** begin Document text **

More signs inflation is easing 

As for the data the Federal Reserve is watching, "the latest inflation prints showed a further easing in price pressures, most notably at the headline level," says Phillip Colmar, partner and global strategist of MRB Partners. This, he adds, "provided some flexibility for the Fed to take a breather at today's meeting."

Indeed, this morning's producer price index (PPI), which measures what businesses are charging suppliers for goods, painted a similar picture to yesterday's consumer price index (CPI). Specifically, the Bureau of Labor Statistics said earlier that its PPI fell 0.3% month-over-month in May, while core PPI, which excludes volatile food and energy prices, was unchanged. Both figures were improvements over the increases seen in April.

** end Document text **
** begin Supplied data **

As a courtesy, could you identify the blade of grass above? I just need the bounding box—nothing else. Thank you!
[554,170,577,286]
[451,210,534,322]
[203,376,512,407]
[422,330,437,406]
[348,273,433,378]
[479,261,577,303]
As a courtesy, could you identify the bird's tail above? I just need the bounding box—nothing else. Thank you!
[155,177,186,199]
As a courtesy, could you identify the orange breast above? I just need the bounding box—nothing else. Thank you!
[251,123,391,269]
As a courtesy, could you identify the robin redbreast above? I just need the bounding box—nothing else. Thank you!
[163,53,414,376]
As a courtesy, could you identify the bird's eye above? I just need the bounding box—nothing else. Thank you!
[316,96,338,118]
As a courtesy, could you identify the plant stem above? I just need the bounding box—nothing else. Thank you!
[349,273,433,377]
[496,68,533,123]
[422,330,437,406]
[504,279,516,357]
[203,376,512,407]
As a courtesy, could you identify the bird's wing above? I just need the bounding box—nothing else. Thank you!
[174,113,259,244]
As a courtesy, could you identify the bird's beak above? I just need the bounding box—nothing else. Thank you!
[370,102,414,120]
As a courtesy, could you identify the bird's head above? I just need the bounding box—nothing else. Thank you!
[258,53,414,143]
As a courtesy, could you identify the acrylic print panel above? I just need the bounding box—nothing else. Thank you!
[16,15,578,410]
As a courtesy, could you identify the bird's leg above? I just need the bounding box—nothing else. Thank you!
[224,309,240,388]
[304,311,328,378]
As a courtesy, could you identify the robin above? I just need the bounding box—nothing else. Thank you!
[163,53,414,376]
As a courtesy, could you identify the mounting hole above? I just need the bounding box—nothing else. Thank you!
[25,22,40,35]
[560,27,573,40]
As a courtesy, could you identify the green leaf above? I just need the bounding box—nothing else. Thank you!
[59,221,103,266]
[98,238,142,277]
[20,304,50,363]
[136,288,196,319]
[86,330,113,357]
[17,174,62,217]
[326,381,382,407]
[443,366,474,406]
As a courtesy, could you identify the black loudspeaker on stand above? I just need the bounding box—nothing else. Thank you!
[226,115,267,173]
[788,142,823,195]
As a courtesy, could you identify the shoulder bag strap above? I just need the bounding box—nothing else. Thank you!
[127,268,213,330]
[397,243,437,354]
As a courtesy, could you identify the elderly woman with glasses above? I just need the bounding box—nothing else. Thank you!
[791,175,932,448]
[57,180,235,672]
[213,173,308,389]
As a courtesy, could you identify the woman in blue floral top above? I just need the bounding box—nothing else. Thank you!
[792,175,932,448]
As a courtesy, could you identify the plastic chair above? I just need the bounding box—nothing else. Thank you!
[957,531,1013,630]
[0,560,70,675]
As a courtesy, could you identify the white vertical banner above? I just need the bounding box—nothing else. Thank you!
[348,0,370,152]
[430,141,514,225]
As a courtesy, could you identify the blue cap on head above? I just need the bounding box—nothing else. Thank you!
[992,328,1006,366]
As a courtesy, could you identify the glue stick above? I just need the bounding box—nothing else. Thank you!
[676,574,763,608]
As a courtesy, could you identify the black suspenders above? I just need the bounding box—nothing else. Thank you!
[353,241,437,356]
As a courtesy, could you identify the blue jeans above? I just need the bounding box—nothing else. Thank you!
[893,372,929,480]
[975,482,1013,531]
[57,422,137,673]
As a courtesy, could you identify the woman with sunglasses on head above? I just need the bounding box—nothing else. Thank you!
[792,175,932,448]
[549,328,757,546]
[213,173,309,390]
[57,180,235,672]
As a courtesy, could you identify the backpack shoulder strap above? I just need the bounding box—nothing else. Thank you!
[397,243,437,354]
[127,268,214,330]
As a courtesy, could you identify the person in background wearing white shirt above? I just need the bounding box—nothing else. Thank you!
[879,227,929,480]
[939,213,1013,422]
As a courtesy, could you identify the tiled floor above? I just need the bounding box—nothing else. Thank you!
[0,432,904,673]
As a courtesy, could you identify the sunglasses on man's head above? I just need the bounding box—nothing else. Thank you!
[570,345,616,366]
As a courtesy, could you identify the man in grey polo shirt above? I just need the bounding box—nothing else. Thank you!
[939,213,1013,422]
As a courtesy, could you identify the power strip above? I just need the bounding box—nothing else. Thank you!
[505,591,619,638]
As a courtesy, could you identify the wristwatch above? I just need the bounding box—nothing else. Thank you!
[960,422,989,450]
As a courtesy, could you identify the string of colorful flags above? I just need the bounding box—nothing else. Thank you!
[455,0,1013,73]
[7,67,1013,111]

** end Supplied data **

→ Task to carry out:
Go on with the inflation text, picking up right after its final sentence. The listing has nothing to do with the text on inflation easing.

→ Answer to this task:
Investors shouldn't get too excited, however, considering that most of the decline in the headline PPI reading came amid a big drop in gasoline and diesel prices, says Bill Adams, chief economist for Comerica Bank. Still, the fact that producer prices are indeed cooling is encouraging. "The faster inflation comes down, the earlier the Fed can take their foot off the brake, and the sooner economic growth can pick up again," Adams says.

Following today's policy statement – and Powell's expectations that July will be a "live" meeting –  interest rate traders assign a 64.5% probability of a rate hike at the next Fed meeting, up from 50% one week ago.

As for the major indexes, the Nasdaq Composite was down nearly 0.8% in the aftermath of the Fed announcement before ending with a 0.4% gain at 13,626. The S&P 500 rose 0.1% to 4,372.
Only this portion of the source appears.